## START INPUT DATA
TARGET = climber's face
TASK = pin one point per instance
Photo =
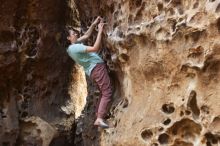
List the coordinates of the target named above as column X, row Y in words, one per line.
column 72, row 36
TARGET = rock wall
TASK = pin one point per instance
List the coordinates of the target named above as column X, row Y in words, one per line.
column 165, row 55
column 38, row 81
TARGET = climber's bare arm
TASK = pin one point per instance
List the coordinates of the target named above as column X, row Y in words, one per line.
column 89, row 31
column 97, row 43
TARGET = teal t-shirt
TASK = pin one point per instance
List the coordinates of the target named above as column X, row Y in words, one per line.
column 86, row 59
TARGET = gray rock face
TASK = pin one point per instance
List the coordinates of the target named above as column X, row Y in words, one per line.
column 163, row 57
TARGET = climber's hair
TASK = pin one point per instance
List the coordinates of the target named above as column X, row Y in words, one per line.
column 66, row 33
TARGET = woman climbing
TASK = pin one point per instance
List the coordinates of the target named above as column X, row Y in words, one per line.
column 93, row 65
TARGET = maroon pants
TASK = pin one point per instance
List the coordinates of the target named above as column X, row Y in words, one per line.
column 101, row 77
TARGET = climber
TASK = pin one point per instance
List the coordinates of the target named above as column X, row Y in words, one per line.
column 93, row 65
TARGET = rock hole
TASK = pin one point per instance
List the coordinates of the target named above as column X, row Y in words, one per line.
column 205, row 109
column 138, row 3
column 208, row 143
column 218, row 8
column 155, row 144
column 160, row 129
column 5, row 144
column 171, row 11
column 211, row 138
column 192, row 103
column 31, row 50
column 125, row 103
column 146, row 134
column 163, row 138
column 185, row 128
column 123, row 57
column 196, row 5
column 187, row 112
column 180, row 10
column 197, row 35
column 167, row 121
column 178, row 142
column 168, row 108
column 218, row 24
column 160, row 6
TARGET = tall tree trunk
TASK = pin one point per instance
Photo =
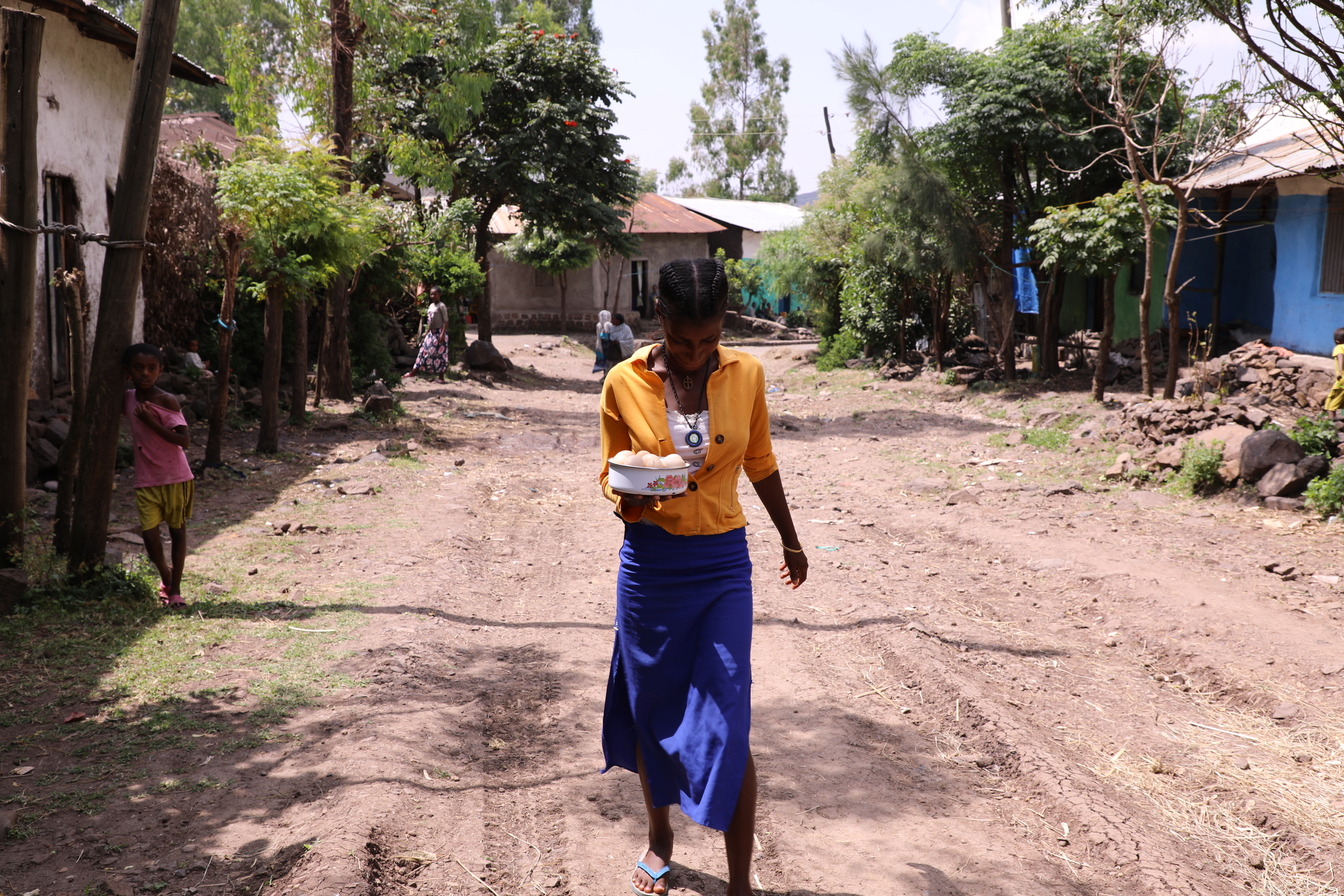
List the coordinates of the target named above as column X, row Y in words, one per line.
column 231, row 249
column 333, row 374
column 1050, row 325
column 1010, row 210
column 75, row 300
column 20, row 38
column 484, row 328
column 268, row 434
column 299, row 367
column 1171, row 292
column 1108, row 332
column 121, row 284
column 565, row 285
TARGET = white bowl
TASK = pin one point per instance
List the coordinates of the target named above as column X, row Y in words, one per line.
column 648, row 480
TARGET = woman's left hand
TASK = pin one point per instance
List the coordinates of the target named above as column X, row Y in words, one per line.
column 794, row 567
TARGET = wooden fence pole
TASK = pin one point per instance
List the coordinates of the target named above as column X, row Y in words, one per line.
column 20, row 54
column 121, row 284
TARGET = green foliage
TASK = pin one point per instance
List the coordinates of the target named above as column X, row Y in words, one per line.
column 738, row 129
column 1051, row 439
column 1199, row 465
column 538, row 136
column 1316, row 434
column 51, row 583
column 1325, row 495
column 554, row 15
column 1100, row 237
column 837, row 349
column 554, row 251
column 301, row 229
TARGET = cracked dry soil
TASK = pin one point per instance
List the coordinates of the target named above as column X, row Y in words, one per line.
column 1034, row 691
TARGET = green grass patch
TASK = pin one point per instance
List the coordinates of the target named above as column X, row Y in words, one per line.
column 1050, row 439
## END INPUT DATA
## START INPUT DATA
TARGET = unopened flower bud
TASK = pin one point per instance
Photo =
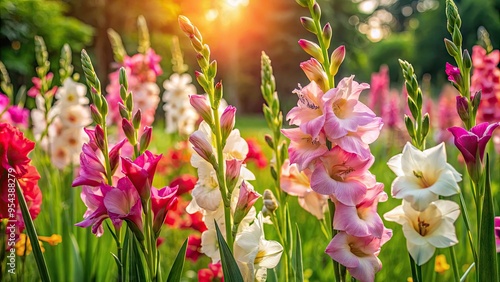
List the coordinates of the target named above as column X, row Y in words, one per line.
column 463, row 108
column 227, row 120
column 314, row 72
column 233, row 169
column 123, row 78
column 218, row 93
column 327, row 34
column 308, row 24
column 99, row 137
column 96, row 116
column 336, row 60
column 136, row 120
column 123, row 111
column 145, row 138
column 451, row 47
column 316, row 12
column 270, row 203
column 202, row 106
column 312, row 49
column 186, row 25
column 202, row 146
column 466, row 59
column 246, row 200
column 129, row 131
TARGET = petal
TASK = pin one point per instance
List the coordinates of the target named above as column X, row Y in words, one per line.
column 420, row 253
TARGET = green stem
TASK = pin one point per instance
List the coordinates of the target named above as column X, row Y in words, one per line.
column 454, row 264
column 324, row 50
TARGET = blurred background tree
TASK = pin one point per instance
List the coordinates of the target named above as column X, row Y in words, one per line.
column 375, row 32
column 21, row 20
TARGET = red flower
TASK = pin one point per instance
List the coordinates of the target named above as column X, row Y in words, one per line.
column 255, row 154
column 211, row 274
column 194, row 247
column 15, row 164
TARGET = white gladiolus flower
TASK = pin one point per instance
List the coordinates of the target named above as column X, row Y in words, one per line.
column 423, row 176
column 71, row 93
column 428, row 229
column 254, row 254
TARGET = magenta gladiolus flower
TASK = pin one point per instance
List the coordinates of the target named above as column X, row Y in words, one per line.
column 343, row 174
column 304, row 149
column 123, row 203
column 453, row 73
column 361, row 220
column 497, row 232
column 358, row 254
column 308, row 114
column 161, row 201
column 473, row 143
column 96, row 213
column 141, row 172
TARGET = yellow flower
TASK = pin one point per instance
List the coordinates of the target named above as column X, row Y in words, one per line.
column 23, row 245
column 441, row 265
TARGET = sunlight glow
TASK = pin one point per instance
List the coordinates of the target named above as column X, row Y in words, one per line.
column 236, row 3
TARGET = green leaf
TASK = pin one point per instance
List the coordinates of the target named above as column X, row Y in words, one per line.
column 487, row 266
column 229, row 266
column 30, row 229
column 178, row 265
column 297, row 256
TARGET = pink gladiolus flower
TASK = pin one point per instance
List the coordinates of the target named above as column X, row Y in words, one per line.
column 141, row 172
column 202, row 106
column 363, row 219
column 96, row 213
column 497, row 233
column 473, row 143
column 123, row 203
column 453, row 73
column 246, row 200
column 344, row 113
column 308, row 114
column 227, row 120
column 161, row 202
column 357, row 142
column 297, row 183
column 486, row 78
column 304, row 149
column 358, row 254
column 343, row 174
## END INPUT DATA
## START INPUT DATA
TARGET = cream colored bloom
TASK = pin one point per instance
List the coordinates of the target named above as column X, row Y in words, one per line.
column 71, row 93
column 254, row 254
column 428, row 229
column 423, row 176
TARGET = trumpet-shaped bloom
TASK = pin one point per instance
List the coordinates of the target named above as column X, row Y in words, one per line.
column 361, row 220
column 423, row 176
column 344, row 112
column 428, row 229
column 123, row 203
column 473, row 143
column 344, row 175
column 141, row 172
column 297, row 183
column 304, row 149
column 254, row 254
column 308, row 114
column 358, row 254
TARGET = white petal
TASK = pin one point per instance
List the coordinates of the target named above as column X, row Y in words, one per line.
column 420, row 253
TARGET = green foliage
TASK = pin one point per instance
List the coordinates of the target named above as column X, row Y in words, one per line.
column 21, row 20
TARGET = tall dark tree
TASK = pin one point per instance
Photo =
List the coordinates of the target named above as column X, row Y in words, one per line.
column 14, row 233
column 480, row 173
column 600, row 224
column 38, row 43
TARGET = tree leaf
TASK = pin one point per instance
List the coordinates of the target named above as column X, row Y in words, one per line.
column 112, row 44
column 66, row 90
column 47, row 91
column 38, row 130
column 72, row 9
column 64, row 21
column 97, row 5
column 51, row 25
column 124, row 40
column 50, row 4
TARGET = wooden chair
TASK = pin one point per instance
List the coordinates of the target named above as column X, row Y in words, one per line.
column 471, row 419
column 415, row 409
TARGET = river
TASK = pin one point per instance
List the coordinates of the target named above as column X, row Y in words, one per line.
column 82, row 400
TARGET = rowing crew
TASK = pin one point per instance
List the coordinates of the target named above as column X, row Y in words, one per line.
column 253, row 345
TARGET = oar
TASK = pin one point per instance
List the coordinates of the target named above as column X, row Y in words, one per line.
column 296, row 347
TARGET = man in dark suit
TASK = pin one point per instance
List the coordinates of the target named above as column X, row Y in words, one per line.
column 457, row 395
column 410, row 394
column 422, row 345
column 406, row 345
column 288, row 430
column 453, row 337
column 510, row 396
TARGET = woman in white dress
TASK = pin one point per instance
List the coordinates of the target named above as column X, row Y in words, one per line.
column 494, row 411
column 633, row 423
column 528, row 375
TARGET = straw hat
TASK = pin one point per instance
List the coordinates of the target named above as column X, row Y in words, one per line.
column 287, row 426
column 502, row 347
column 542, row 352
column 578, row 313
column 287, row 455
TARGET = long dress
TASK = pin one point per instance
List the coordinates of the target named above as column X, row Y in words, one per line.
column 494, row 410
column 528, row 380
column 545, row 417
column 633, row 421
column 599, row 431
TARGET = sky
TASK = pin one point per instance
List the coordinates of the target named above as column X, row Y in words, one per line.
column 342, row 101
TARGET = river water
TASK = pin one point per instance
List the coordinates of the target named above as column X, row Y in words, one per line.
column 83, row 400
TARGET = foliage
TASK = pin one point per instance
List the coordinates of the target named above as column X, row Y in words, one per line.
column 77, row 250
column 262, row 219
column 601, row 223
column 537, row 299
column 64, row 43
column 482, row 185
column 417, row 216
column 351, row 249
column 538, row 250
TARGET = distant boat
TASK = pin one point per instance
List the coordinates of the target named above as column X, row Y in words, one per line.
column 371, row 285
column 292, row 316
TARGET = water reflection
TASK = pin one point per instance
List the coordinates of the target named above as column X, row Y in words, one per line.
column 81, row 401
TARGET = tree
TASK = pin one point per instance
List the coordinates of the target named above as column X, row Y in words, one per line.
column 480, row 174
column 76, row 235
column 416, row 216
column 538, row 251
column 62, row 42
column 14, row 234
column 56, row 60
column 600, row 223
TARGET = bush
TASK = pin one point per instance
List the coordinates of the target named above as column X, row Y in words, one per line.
## END INPUT DATA
WHAT IS BEING ASKED :: Identify every line of the data that contains the string "tall", and copy each one out in full.

PROBLEM SOLUTION ::
TARGET = tall tree trunk
TARGET = tall dark tree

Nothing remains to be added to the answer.